-- SOURCE PASSAGE follows --

Welcome to the survivor moms speak out blog!

While practicing full-time as a community-based midwife, I had the opportunity to work with many women who were survivors, either of childhood sexual trauma, rape, or both. The experience of being their midwife, and witnessing their challenges and triumphs encouraged me to learn more about the effects of trauma on the body, and on the experience of childbearing specifically. So just as I felt "called" to practice midwifery, I felt "called" to shed light on issues that survivor moms face during the process of becoming a mother. That calling led me to begin the "Survivor Moms Speak Out" project. We surveyed many women who were both moms and survivors; and 81 of those women completed a narrative or contributed a poem for the book "Survivor Moms: Women's Stories of Birthing, Mothering, and Healing after Sexual Abuse."
Read more about the book, or order a copy, at http://www.midwiferytoday.com/books/survivormoms.asp.

Because of space constraints, not all of the narratives that women contributed to the book project were able to appear in full in the final version of the book. So I would like to take the opportunity to share some of the whole narratives in this blog, featuring a narrative at a time.
About reading survivor stories:
Although the stories are encouraging because they represent survivors’ triumphs over adversity, they can also to be hard to read, because of the intensity of the issues and events. I encourage you to check in with yourself while reading survivor stories, especially if you are a survivor of past trauma, and limit your exposure if you become “triggered”. Feeling triggered might take several different forms. You might start re-experiencing a past trauma you have had before, by not being able to stop thinking about it, or dreaming about, or just feeling like it is happening all over again. You may feel distress or have physical symptoms like feeling your heart race or sweating. If you start to experience these things, you may benefit from talking to someone who understands how trauma works and how to help you with post-traumatic symptoms.

To read more about trauma and posttraumatic stress disorder you can check out the National Center for PTSD website: http://www.ncptsd.va.gov/.

The Sidran Foundation offers an information and a referral resource on-line: http://www.sidran.org/

Tuesday, September 30, 2008

Rebecca’s Story

Do you remember the day Elvis died? I’ll never forget it. I was nine years old. My rapist was 22. I knew him from the neighborhood. That afternoon I ran into him, and he told me that his cat had given birth to kittens. Did I want to see them?

Nine-year-olds can be too trusting. Elvis was dead, and so was my innocence.

He said that I had teased him. I didn’t understand. I thought teasing was what I did to my little sister. He threatened that same little sister if I told anyone.

“Steve” had a cold-water flat apartment. After he raped me, I remember walking downstairs to the community bathroom. I found a white washcloth and tried to clean myself. I scrubbed my skin raw. There was so much blood. I left the washcloth in the sink. It would never be white again.

“Steve” moved out the next day. Now, no one would ever believe me, even if I did tell.

I kept my mouth shut for years. I was 12 before I knew that there were names for what had happened to me. Rape. Child molestation.

-- SOURCE PASSAGE concluded --
-- DATA FOR REVIEW follows --

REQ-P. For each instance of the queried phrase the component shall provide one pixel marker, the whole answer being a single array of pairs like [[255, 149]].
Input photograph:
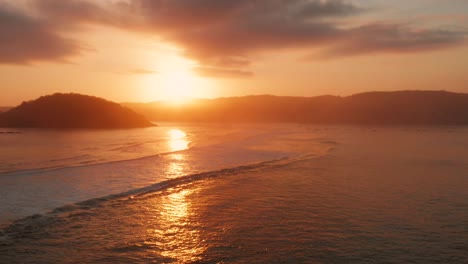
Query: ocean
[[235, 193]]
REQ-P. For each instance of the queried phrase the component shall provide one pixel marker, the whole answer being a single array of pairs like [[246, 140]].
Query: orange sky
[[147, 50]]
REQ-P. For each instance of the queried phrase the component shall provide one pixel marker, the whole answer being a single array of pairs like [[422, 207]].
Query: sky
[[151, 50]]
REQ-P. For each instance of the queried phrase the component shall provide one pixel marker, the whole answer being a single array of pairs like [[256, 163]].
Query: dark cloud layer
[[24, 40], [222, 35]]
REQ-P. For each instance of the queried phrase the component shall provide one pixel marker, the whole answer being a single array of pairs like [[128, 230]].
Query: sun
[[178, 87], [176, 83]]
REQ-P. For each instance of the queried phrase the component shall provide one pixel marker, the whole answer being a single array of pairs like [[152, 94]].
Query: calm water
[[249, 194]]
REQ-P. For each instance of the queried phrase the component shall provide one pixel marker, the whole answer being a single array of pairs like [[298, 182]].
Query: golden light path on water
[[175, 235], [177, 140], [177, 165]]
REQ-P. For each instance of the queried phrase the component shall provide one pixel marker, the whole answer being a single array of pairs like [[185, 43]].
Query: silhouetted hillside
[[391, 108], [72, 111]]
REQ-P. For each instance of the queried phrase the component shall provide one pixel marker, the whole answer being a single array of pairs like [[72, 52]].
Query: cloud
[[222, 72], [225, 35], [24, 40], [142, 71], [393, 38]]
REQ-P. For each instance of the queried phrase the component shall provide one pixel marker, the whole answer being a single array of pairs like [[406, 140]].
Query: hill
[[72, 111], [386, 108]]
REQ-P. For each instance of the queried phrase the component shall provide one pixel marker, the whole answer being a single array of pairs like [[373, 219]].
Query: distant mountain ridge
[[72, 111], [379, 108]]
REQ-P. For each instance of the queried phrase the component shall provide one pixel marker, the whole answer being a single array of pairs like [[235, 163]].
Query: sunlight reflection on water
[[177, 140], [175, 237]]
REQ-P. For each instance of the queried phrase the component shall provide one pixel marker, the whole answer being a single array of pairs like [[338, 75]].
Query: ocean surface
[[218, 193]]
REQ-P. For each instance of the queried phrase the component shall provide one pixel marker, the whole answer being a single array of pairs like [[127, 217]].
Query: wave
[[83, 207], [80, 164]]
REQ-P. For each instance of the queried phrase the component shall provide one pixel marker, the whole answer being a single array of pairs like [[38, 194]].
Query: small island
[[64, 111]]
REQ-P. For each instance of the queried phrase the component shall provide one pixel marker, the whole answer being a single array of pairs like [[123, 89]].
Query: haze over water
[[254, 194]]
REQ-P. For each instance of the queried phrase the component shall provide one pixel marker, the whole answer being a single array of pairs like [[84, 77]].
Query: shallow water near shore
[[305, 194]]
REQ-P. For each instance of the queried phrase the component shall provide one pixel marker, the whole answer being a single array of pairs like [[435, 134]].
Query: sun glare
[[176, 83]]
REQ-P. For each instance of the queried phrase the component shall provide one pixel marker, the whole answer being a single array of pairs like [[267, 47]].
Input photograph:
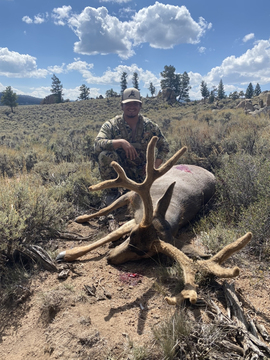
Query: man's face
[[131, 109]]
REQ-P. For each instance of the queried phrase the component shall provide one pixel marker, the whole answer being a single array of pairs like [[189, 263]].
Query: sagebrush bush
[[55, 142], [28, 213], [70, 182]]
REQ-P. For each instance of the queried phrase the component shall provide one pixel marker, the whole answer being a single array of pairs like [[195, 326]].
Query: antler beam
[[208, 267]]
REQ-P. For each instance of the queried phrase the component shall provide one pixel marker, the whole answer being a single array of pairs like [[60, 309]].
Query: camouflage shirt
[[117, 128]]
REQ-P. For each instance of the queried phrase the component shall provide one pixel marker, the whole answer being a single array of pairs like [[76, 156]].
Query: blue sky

-- DATA FOR REVIEW concluded --

WORK ITEM:
Why does the survivor moms blog introduction say complete narratives will be shared on the blog?

WRITTEN RESPONSE:
Because of space constraints, not all of the narratives women contributed to the book project could appear in full in the final version of the book. The blog offers a way to share some of those whole narratives, one at a time.